Page extract —
/---
Madrid – With her traditional headscarf and eyeglasses, Aminatou Haidar, 42, looks like an ordinary Western Saharan mother of two.

But the iron will of the award-winning activist nearly caused a diplomatic crisis between Spain and Morocco as she defied both countries with a 32-day hunger strike.

Haidar was expected to end her hunger strike as she finally returned early Friday from the Spanish island of Lanzarote to Moroccan-controlled Western Sahara.

Haidar’s protest against Morocco’s refusal to allow her to return home had mobilized the United Nations, the United States, France and the European Union in diplomatic attempts to solve the crisis.

The “Haidar case” could even help to relaunch talks between Morocco and the Western Saharan independence movement Polisario Front, whose views Haidar is close to, analysts said.

Haidar supports the independence of the desert territory which Morocco snatched after the colonial power Spain withdrew from there in 1975.

When Haidar embarked on a plane for the Western Saharan capital Laayoun on Thursday night after a month-long battle of wills against Morocco, hundreds of supporters cheered her at the airport.
\---
Entries shown —
/---
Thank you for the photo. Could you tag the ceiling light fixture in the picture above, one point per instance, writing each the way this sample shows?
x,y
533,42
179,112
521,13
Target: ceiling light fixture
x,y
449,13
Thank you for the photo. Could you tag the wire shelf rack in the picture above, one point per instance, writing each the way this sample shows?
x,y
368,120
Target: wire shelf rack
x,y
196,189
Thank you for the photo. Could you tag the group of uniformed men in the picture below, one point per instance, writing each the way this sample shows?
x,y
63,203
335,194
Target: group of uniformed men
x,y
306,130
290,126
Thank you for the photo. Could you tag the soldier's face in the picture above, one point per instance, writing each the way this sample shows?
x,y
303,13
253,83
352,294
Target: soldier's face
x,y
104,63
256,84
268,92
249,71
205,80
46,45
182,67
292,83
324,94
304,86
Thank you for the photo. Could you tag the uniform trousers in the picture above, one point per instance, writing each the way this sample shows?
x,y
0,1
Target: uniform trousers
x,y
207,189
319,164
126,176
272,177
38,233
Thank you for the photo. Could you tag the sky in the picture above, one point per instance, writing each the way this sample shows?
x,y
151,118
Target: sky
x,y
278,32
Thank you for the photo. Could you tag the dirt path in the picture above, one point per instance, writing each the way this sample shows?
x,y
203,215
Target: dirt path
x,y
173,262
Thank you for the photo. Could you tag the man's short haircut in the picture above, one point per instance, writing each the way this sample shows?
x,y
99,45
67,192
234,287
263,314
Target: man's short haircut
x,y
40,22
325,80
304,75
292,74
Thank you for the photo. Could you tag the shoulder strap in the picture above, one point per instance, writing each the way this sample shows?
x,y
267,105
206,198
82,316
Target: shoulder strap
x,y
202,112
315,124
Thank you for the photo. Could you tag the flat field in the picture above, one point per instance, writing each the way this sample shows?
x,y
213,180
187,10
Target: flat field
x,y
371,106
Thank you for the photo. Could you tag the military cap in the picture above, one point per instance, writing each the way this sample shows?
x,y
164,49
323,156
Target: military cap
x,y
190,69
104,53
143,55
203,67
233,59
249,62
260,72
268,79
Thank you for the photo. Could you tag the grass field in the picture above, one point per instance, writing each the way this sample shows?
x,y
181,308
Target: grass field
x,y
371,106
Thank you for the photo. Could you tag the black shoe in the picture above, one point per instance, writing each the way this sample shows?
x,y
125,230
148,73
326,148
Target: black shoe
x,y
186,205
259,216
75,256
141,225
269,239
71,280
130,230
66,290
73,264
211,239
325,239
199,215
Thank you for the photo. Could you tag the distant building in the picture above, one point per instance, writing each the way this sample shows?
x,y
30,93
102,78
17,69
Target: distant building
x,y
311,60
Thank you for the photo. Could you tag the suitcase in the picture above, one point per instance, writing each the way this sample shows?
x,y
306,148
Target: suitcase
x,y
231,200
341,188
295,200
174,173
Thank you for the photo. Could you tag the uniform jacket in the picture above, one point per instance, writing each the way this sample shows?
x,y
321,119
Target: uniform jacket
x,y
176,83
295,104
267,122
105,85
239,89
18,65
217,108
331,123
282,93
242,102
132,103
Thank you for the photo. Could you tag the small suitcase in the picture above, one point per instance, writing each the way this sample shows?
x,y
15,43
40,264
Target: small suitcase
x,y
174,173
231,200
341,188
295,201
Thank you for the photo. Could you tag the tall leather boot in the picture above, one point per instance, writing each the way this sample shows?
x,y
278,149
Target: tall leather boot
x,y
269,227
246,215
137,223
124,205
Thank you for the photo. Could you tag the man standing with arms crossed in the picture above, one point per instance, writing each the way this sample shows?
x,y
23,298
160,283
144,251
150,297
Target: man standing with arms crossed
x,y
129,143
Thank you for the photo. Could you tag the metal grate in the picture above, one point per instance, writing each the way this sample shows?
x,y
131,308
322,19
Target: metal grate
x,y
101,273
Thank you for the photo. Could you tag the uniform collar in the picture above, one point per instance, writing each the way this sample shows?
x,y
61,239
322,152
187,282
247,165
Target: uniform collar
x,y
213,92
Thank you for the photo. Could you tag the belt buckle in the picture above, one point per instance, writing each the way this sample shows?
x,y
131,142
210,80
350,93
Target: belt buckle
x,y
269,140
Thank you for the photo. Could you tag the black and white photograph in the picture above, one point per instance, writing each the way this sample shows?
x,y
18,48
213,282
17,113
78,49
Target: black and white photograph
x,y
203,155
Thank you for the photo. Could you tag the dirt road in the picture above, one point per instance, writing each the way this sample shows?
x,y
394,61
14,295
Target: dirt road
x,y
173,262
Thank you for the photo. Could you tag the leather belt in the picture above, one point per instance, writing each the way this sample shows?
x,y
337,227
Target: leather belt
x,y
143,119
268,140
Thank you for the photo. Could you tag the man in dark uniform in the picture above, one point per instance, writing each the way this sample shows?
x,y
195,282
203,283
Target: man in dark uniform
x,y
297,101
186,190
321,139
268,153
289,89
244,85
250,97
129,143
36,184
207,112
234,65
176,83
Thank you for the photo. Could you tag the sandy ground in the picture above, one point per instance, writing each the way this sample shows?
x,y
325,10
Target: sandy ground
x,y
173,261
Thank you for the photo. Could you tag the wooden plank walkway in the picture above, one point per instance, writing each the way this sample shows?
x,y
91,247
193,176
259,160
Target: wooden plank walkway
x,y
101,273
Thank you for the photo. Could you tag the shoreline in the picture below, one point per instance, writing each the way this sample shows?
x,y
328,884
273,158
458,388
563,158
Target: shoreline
\---
Problem details — According to the news report on Aminatou Haidar, how many days did her hunger strike last?

Result for this exercise — 32 days